• **REQUIREMENT**:
Repeat every record below exactly as it appears.

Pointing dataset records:
____________
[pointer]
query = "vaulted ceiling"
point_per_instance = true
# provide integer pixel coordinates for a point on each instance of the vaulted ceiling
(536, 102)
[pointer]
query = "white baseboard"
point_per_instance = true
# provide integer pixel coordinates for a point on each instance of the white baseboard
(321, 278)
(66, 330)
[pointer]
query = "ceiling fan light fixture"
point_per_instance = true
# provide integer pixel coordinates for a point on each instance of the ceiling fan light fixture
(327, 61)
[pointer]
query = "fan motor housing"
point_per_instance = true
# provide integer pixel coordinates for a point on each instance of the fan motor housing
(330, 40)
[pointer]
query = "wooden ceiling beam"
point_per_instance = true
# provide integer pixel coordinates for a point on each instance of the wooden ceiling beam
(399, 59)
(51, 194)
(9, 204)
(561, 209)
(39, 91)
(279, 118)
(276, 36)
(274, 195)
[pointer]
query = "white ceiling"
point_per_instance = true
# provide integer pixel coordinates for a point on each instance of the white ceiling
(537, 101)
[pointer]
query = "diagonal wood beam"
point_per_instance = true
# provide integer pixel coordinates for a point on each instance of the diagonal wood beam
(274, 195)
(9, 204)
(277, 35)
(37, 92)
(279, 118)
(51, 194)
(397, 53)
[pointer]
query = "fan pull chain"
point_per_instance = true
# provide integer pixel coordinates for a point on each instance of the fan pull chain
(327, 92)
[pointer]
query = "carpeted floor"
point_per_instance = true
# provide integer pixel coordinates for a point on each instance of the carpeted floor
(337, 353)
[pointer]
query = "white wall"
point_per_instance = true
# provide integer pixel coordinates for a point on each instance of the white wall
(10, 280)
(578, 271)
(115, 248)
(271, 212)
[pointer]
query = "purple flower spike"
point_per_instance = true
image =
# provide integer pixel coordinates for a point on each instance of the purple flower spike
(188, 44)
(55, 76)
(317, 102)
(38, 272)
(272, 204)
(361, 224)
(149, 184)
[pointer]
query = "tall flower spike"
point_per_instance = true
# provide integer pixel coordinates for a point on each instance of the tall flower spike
____________
• **FULL ANSWER**:
[pointer]
query = "vaulted ceiling"
point_per_instance = true
# provide integer pixel coordinates for a point on each instance of the vaulted ceiling
(536, 102)
[pointer]
query = "white baseboard"
point_per_instance = true
# provide integer pixel coordinates for a point on each instance of the white baseboard
(321, 278)
(66, 330)
[pointer]
query = "ceiling fan light fixture"
point_per_instance = true
# provide integer pixel coordinates for a point on each instance of the ceiling fan light fixture
(327, 61)
[pointer]
query = "fan motor housing"
point_per_instance = true
# provide integer pixel coordinates for a point on each instance of the fan motor housing
(330, 40)
[pointer]
query = "wooden ceiling beam"
point_per_instance = true
# provide integer pixel coordinates for a point on each instance of the wooden ceiling beam
(399, 59)
(51, 194)
(9, 204)
(561, 209)
(39, 91)
(279, 118)
(276, 36)
(274, 195)
[pointer]
query = "white ceiling"
point_per_instance = true
# provide integer pixel coordinates for a point on each instance of the white ceiling
(537, 101)
[pointer]
query = "diagonal wood beam"
point_per_instance = true
# provide integer pixel coordinates for a point on each instance of the diagonal wood beam
(274, 195)
(9, 204)
(277, 35)
(37, 92)
(279, 118)
(51, 194)
(397, 53)
[pointer]
query = "fan pull chain"
point_per_instance = true
# provide integer pixel coordinates for a point on each instance of the fan pull chain
(327, 92)
[pointer]
query = "carpeted floor"
point_per_instance = true
# provide integer pixel coordinates for a point on each instance of the carpeted floor
(337, 353)
[pointer]
query = "white wall"
point_per_instance = true
# provide integer pixel coordinates for a point on each instance of the white wall
(10, 280)
(578, 271)
(115, 248)
(271, 212)
[pointer]
query = "purple flower spike"
point_per_instance = true
image =
# provide integer pixel coordinates for a point on each instance of the purple flower spike
(188, 44)
(55, 76)
(317, 102)
(38, 272)
(272, 204)
(361, 224)
(149, 184)
[pointer]
query = "tall flower spike"
point_per_instance = true
# provide integer pixel coordinates for a point on each instance of the tall flower spike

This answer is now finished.